Provided information>
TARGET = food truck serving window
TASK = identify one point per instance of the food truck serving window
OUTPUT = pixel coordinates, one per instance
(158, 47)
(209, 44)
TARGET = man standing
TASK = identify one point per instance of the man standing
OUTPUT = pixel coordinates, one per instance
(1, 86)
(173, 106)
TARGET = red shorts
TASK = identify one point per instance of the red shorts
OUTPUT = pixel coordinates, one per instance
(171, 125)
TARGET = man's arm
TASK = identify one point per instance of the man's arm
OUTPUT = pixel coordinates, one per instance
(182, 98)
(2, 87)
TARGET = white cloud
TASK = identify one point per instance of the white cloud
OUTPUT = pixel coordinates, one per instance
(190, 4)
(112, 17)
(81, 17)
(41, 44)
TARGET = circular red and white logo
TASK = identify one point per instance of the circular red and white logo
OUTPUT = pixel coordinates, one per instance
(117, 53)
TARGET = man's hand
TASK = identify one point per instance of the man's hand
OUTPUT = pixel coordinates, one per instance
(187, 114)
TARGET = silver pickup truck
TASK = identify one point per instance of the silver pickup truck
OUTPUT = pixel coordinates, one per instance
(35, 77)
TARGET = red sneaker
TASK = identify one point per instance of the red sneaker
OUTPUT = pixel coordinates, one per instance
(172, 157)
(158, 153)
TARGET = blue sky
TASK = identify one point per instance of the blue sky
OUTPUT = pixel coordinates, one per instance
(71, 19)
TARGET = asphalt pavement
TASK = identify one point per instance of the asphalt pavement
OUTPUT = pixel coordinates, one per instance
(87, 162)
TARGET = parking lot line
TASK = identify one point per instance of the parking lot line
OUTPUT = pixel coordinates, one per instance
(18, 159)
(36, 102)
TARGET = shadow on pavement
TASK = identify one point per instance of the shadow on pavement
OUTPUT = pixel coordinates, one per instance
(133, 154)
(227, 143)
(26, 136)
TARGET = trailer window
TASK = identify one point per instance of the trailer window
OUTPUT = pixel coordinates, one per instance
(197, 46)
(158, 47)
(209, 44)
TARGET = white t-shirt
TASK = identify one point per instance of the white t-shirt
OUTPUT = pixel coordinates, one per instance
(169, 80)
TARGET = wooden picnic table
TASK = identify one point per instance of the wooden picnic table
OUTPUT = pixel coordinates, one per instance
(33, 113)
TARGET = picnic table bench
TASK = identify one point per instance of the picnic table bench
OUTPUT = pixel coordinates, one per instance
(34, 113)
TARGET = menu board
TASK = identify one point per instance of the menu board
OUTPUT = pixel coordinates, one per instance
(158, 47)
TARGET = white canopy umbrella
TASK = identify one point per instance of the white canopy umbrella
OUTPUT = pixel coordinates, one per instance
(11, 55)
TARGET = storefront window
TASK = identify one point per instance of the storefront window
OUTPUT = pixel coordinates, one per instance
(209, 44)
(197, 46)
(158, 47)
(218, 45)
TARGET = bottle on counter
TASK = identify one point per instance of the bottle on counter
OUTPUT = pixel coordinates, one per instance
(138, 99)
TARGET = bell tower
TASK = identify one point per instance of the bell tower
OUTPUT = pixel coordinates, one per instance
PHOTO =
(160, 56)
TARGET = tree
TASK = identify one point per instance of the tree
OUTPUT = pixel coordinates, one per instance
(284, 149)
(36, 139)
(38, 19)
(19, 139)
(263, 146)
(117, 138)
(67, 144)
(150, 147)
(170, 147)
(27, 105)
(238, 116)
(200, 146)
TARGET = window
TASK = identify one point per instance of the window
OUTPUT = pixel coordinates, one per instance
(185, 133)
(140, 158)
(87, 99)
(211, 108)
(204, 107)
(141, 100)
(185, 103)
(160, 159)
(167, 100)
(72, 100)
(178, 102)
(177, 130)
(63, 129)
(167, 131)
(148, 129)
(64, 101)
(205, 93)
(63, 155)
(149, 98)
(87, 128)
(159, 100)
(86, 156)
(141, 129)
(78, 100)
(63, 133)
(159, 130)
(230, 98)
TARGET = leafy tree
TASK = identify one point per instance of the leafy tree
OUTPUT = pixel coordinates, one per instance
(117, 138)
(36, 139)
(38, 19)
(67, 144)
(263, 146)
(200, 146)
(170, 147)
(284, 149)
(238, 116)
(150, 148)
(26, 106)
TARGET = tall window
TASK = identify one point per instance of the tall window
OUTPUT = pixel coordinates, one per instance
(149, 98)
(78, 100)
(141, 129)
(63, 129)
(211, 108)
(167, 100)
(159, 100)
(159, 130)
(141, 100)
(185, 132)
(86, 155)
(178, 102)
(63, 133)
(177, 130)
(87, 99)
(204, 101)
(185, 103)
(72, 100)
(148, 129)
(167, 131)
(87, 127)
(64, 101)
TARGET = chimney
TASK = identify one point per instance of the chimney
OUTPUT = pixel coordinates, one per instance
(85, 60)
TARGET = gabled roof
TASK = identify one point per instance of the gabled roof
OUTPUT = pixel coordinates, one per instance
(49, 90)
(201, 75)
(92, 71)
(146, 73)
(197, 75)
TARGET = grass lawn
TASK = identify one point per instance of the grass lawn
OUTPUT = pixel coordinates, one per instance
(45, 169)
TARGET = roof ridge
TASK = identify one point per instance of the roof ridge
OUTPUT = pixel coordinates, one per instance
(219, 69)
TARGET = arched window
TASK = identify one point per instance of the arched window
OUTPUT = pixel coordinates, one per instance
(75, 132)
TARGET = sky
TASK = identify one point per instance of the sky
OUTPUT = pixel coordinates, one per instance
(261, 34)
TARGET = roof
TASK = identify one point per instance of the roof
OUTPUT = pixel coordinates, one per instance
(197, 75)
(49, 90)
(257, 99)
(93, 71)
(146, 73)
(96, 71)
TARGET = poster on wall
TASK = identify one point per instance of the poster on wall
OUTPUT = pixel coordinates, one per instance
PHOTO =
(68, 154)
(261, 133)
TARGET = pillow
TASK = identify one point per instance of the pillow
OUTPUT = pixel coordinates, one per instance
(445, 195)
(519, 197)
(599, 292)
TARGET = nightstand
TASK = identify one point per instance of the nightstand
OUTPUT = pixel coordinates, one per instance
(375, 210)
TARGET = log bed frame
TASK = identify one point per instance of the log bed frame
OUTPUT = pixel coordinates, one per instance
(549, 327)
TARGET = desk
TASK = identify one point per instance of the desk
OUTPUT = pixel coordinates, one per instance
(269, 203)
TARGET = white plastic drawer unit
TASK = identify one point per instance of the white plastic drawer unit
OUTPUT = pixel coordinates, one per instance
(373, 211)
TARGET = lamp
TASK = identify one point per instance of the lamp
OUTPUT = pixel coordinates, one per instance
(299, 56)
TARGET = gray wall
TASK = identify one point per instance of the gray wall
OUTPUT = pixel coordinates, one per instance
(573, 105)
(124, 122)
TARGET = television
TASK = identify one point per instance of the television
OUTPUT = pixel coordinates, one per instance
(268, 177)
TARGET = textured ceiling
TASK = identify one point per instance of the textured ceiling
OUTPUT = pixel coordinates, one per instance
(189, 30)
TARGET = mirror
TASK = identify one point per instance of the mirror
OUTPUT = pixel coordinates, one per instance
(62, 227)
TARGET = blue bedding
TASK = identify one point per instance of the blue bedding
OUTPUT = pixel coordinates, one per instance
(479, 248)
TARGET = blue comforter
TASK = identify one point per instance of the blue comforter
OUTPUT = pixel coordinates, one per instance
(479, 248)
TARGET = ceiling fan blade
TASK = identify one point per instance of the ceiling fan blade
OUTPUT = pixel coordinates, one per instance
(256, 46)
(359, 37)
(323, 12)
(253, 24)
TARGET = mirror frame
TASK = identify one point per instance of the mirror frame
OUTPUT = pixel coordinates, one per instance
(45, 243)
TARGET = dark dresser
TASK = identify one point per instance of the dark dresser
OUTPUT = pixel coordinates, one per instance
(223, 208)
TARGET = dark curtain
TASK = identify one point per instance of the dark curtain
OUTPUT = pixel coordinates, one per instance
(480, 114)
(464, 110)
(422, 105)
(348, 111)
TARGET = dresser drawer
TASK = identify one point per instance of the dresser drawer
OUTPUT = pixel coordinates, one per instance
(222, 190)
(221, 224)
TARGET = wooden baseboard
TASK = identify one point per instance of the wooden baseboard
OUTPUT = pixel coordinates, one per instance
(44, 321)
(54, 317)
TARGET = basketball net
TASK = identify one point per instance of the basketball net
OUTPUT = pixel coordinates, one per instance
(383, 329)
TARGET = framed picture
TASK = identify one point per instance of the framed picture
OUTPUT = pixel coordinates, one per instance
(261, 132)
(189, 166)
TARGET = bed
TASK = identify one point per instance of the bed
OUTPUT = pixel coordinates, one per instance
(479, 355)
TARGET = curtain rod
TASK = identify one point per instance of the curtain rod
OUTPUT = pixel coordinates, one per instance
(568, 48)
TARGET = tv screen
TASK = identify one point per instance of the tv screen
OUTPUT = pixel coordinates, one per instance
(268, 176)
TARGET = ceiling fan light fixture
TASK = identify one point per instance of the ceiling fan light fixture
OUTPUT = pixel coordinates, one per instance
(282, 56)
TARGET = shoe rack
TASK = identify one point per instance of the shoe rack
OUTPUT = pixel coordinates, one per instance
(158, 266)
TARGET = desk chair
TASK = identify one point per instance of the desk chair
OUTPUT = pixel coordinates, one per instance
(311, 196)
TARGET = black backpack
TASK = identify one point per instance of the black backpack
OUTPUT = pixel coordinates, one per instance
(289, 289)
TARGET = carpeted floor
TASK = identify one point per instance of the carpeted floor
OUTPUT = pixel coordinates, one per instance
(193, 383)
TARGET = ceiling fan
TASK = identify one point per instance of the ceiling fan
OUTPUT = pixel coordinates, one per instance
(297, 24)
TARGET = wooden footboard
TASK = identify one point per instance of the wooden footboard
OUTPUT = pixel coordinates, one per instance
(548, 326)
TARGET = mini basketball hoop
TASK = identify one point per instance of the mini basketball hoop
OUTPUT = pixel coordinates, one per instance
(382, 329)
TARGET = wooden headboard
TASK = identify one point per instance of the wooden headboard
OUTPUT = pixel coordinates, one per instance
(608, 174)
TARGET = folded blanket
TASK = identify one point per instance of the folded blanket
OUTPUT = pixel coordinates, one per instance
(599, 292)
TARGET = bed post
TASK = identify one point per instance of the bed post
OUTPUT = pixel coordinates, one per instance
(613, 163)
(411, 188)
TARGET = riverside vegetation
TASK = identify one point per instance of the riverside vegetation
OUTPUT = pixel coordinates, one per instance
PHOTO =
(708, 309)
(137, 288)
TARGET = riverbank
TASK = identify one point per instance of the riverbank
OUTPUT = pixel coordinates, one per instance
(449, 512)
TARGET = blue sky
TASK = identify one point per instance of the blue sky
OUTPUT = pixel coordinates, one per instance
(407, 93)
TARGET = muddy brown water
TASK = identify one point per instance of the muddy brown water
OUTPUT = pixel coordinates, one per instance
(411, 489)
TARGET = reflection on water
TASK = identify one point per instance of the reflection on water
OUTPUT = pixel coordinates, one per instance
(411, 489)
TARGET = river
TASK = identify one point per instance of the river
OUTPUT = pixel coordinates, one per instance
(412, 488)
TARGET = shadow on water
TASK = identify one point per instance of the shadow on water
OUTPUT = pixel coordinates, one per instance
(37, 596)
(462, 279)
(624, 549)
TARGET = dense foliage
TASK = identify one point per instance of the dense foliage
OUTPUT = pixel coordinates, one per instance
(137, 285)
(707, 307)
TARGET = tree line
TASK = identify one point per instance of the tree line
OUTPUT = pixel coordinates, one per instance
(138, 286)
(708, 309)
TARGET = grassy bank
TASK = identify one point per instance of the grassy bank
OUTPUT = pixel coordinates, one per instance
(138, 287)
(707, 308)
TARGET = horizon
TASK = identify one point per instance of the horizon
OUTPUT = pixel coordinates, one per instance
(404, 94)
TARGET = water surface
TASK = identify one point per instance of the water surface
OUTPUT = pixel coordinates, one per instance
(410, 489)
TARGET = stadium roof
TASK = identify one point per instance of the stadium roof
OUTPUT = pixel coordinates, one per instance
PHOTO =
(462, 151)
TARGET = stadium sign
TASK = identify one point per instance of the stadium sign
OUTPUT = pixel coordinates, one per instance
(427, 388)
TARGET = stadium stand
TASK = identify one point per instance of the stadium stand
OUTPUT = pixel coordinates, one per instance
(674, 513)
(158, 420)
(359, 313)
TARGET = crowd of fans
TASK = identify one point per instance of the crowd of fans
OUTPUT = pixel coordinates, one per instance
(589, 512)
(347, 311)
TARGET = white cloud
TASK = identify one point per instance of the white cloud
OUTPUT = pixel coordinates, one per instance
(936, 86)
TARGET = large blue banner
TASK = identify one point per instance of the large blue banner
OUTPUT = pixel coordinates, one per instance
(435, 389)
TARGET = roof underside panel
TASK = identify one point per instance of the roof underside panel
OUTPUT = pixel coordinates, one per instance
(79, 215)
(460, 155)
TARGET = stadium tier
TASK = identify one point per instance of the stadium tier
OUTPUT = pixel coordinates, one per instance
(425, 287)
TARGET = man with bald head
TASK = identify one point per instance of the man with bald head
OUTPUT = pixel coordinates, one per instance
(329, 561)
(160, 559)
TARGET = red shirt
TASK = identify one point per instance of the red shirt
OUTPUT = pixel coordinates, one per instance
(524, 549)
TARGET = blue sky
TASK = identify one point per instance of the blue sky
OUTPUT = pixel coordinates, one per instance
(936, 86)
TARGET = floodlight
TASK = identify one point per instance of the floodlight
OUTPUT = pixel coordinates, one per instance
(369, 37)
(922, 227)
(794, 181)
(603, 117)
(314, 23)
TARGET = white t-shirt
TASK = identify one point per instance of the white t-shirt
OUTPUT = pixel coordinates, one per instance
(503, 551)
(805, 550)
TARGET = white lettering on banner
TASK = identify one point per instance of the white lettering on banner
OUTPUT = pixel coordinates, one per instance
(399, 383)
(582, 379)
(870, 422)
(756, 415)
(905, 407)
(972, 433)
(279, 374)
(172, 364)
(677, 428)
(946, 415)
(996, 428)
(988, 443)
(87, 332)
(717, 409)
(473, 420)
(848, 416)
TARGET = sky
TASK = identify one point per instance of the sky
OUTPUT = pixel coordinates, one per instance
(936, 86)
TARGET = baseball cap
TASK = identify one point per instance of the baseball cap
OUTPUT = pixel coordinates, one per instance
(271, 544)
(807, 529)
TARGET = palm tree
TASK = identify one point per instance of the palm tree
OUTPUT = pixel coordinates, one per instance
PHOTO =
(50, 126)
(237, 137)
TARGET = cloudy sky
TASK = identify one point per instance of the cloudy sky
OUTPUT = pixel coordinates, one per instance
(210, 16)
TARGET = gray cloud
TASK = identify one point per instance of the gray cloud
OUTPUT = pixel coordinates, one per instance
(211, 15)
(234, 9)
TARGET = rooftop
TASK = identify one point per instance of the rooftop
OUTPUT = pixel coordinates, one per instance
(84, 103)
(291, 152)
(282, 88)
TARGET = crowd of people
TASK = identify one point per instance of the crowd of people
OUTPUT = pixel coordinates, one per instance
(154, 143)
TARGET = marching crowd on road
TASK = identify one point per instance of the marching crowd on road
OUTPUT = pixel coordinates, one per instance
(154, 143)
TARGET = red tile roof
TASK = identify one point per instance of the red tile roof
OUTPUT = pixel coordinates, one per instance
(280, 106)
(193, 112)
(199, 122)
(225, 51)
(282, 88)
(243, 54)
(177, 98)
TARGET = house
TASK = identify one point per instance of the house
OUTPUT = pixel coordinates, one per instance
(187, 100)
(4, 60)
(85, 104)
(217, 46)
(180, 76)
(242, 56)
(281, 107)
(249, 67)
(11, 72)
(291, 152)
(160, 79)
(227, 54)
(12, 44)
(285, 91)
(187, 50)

The task> Look at the records above. Copy every line where the string "rack" occurs.

Result of this exercise>
TARGET = shoe rack
TASK = identify one point per instance of the shoe rack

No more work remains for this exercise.